= ABOUT THIS TASK =
Transcribe exactly each line of the entries, from the opening line to the line with "box: [150, 120, 155, 189]", with both of those lines included.

= Dataset entries =
-.-.-

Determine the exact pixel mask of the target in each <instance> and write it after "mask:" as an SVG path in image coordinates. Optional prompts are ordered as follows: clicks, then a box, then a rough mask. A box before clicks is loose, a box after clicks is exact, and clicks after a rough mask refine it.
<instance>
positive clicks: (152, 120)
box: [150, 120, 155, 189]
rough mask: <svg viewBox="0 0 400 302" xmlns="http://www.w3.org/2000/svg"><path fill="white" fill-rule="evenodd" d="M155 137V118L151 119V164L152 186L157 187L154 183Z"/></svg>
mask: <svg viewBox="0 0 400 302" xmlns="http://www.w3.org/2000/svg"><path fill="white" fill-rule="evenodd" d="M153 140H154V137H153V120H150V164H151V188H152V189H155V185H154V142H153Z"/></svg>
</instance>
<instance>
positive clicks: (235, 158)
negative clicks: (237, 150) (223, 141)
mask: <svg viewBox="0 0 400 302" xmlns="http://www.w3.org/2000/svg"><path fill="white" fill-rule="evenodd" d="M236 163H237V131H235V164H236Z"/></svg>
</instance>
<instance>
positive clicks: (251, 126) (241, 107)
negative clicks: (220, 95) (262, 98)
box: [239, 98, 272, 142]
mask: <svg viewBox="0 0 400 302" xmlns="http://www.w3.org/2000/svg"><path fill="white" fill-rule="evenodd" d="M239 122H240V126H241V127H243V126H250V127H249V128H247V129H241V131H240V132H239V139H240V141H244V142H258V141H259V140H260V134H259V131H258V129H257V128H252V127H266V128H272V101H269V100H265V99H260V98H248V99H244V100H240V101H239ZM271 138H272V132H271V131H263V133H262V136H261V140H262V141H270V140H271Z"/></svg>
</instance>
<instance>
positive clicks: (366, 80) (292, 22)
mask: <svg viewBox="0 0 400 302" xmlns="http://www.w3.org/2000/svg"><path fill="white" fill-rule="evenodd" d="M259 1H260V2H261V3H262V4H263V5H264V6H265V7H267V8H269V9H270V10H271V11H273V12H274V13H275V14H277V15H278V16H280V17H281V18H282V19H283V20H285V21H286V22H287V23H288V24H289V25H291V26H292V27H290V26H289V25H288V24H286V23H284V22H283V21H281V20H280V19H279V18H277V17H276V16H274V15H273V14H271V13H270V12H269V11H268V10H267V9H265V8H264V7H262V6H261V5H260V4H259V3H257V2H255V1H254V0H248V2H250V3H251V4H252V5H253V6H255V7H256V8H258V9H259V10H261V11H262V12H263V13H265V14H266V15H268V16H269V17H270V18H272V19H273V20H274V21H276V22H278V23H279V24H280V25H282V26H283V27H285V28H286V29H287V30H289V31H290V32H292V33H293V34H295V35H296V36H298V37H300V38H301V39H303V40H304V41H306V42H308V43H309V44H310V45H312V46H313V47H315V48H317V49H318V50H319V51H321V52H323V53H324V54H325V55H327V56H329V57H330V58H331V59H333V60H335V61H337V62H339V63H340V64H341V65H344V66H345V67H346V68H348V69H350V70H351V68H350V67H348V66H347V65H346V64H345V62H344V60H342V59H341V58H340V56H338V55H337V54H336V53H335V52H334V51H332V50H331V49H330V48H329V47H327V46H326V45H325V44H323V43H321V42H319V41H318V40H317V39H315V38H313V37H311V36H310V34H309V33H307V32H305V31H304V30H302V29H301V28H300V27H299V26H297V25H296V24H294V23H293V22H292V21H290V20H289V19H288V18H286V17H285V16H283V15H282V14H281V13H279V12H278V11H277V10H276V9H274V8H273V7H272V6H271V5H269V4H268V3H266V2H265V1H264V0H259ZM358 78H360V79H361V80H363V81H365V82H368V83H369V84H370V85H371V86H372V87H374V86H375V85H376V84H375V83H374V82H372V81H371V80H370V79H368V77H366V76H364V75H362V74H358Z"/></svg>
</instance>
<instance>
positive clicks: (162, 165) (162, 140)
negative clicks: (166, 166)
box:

-.-.-

= ANSWER BELOW =
Determine the exact pixel mask of the target in each <instance> and write it after "mask:" as an SVG path in image coordinates. Optional prompts are ordered as follows: clicks, then a box, then a rough mask. A box before clicks is loose, a box after clicks is exact, and clicks after a rough mask refine it.
<instance>
positive clicks: (152, 120)
box: [150, 120, 155, 189]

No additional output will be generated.